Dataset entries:

• • • • • • •

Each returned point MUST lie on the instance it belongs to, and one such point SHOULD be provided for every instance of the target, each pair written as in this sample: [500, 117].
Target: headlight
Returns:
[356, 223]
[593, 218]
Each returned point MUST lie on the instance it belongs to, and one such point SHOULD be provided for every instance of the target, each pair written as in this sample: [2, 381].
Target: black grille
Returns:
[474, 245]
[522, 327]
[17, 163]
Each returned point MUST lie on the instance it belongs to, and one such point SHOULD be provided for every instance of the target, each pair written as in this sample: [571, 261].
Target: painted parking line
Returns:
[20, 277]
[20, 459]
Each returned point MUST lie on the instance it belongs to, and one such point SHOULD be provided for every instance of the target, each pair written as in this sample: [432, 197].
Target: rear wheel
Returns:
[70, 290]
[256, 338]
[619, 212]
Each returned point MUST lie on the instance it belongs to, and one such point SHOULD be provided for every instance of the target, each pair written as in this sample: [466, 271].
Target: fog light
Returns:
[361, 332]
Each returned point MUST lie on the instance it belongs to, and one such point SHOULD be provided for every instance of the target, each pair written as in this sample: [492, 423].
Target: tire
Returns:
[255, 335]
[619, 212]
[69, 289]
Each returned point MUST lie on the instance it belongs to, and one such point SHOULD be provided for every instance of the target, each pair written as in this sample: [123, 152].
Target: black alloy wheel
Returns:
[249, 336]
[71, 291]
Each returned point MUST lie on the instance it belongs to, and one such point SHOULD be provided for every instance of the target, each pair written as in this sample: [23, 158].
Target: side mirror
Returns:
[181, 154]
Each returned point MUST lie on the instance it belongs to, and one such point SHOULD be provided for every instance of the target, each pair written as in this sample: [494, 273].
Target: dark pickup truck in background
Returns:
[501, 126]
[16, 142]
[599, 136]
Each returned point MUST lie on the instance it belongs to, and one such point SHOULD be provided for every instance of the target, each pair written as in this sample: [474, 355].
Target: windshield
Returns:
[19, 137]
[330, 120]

• • • • • • •

▸ How to complete this task: The answer must consist of every entry, set down exactly as given.

▸ Output:
Each returned point MUST lie on the instance it belongs to, and one such point SHOULD be provided for every instance of the target, each pair written as in this sample: [500, 117].
Target: headlight
Returns:
[356, 223]
[593, 218]
Each returned point MUST lie on the instance it belongs to, and one such point SHOULD be provided for every instance of the target, each pair written as in this sample: [2, 381].
Target: black grille
Returns:
[474, 245]
[522, 327]
[17, 163]
Each returned point MUST lie on the instance it belongs to, and one such point SHOULD be provided for every instance of the target, each pair written as in this sample: [571, 261].
Target: painted parking line
Returns:
[20, 277]
[20, 459]
Each returned point MUST lie on the instance it belongs to, and one such point SHOULD be provided for every instance of the target, each pair written as in this sample: [432, 197].
Target: rear wheel
Returns:
[70, 290]
[256, 338]
[619, 212]
Each returned point MUST lie on the instance it belongs to, and one such point SHOULD be provided for every instance of the target, each pair written as in this sample: [466, 271].
Target: fog light
Returns:
[361, 332]
Each returned point MUST lie on the instance it belongs to, and one such point SHOULD be provided for every instance of the target, each pair written as in this sample: [492, 423].
Target: tire
Returns:
[255, 335]
[619, 212]
[69, 289]
Each returned point MUST lie on the instance it belongs to, and one such point SHOULD be provided for every instance of the target, each pair written as in this sample: [123, 152].
Target: black alloy wheel
Returns:
[249, 336]
[71, 291]
Each returned point MUST lie on the instance it belongs to, and one such point SHOULD be provided for every instance of the target, each pair written as in this sample: [23, 158].
Target: side mirror
Returns:
[181, 154]
Each returned point MUST lie on the instance it belongs to, and one such point SHOULD be provided for every instance of the target, each pair written as in this sample: [494, 273].
Target: dark pickup truck in background
Returns:
[501, 126]
[16, 142]
[599, 136]
Each returned point MUST lie on the instance it belongs to, and one such point SHOULD be provided for every instance of the target, each pair written as in this sample: [474, 355].
Target: windshield
Returns:
[19, 137]
[330, 120]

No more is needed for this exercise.